▶ _JOB_
Write out the records below word for word, please.

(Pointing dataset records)
====================

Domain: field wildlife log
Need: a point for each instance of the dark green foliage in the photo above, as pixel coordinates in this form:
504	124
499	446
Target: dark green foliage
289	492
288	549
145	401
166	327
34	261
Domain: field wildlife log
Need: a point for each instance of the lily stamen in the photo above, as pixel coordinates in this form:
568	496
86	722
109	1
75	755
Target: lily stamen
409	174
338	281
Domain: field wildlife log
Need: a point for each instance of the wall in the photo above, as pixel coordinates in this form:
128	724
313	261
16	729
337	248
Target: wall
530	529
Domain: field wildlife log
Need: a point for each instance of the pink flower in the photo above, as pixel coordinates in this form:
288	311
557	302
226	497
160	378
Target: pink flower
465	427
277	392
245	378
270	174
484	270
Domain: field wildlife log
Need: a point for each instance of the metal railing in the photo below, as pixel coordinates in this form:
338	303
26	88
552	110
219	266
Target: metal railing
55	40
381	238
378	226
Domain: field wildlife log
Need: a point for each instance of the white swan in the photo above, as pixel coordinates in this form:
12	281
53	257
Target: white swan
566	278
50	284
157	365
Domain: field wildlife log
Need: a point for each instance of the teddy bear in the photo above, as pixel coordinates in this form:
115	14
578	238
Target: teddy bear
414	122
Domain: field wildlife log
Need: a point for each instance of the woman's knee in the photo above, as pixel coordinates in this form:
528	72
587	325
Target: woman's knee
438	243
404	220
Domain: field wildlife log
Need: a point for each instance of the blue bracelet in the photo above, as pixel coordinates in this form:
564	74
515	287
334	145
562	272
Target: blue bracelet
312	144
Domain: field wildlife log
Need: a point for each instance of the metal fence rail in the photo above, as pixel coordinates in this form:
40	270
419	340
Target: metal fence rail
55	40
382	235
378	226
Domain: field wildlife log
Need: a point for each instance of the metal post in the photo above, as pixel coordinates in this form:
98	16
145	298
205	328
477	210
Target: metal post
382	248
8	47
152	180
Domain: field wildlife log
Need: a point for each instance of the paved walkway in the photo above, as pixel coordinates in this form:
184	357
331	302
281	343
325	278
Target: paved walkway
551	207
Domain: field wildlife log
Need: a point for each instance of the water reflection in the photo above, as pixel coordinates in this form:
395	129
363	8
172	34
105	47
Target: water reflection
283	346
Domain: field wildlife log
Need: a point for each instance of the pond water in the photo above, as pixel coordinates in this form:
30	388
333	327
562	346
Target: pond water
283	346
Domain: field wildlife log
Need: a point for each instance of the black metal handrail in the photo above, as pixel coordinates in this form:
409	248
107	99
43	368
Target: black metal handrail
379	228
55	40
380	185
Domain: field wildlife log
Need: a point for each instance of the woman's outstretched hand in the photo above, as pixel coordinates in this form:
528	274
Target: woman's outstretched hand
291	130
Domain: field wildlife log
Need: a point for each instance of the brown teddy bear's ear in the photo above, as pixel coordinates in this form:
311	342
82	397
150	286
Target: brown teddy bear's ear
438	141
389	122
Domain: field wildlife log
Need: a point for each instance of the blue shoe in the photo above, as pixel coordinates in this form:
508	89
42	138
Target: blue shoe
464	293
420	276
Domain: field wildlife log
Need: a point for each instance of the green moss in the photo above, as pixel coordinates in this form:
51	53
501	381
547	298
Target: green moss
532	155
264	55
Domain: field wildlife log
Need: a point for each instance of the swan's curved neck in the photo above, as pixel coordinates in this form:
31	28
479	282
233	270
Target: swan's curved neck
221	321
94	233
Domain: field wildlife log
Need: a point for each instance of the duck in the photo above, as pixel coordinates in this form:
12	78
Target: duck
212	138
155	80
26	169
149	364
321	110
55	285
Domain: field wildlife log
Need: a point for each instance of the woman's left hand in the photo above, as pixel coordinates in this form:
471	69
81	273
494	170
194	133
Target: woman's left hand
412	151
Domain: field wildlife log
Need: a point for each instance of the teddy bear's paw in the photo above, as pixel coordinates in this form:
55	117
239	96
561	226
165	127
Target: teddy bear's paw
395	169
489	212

====================

▶ _ANSWER FOR THIS EXERCISE_
Domain: field wildlife log
Need: a point for each instance of the dark green foliage in the photo above, as pixel coordinates in this form:
504	124
499	446
Target: dark green foliage
289	492
288	549
145	401
166	327
34	261
Domain: field wildlife log
Need: a point for each instance of the lily stamen in the photo above, as pixel coordinates in this form:
568	496
86	722
109	1
75	755
Target: lily stamen
409	174
338	281
Domain: field wildlife log
Need: a point for each instance of the wall in the photo above, as pixel coordinates in this form:
128	724
313	261
16	729
337	248
Target: wall
530	529
Domain: field wildlife log
Need: a point for each instance of the pink flower in the photo above, as pixel coordinates in this form:
288	311
557	302
226	497
160	378
Target: pink flower
465	427
277	392
245	378
270	174
484	270
Domain: field wildlife log
Need: a point for each instance of the metal railing in the photo below, as pixel coordinates in this form:
338	303
26	88
552	110
219	266
Target: metal railing
55	40
381	238
378	226
Domain: field wildlife log
Need: a point for each instance of the white swan in the photo above, as pixel coordinates in this form:
12	281
53	257
Target: white swan
566	278
50	284
157	365
Domain: field wildlife log
Need: a point for each instance of the teddy bear in the photo above, as pixel coordinates in this form:
115	14
578	238
Target: teddy bear
414	122
Domain: field wildlife log
Need: a point for each instance of the woman's knee in the photo above, as pixel coordinates in this form:
528	72
587	325
Target: woman's knee
438	243
404	220
Domain: field wildlife log
Need: a point for each instance of the blue bracelet in the photo above, as pixel coordinates in this form:
564	74
515	287
334	145
562	272
Target: blue bracelet
312	144
Domain: field wildlife log
Need: a point for each instance of the metal fence rail in the photo above, as pixel coordinates in this form:
40	270
419	340
Target: metal fence rail
55	40
382	235
378	226
Domain: field wildlife log
Need: a point for each instance of the metal post in the photo above, as pixel coordinates in this form:
98	16
145	298
205	328
477	210
Target: metal post
382	248
8	47
152	180
Domain: field wildlife log
Need: a point for each instance of the paved walkway in the photo above, as pixel coordinates in this form:
184	357
331	302
281	343
325	278
Target: paved walkway
551	207
Domain: field wildlife log
Need: a point for each instance of the water reflection in the photo above, as pixel coordinates in this form:
395	129
363	8
172	34
105	47
Target: water reflection
283	346
Domain: field wildlife log
Need: a point for each instance of the pond water in the photo above, as pixel coordinates in this form:
30	388
333	327
562	346
Target: pond water
283	346
Domain: field wildlife log
Need: a point for each instance of the black metal handrail in the photo above, as pixel coordinates in this form:
409	248
107	99
43	368
Target: black metal handrail
379	228
55	40
380	185
Domain: field wildlife log
Need: a point for each instance of the woman's outstretched hand in the photo above, as pixel coordinates in this form:
528	274
Target: woman's outstretched hand
291	130
Domain: field wildlife log
Need: a point for each instance of the brown teddy bear's ear in the photo above, as pixel coordinates in this form:
311	342
82	397
150	286
Target: brown teddy bear's ear
438	141
389	122
Domain: field wildlife log
Need: a point for each instance of the blue shoe in the photo above, as pixel coordinates in this form:
508	89
42	138
Target: blue shoe
464	293
420	276
Domain: field wildlife log
Need: a point for each instance of the green moss in the photo above, as pixel coordinates in this form:
51	53
501	381
547	298
Target: green moss
532	155
264	55
Domain: field wildlife log
Need: a point for each instance of the swan's curved neck in the photo above, as pixel coordinates in this form:
31	28
479	282
233	270
Target: swan's curved neck
221	321
94	233
Domain: field wildlife log
Need: a point for each instance of the duck in the photo above, as pixel coordinates in this form:
12	78
Target: duck
212	138
155	80
26	169
149	364
321	110
55	285
Domain: field wildlife log
Need: a point for each instance of the woman's left hand in the photo above, as pixel coordinates in this form:
471	69
81	273
494	170
194	133
Target: woman's left hand
412	151
Domain: field wildlife log
Need: a point for each instance of the teddy bear's paw in the photo above, as pixel coordinates in this form:
55	117
239	96
561	226
165	127
Target: teddy bear's paw
395	169
489	212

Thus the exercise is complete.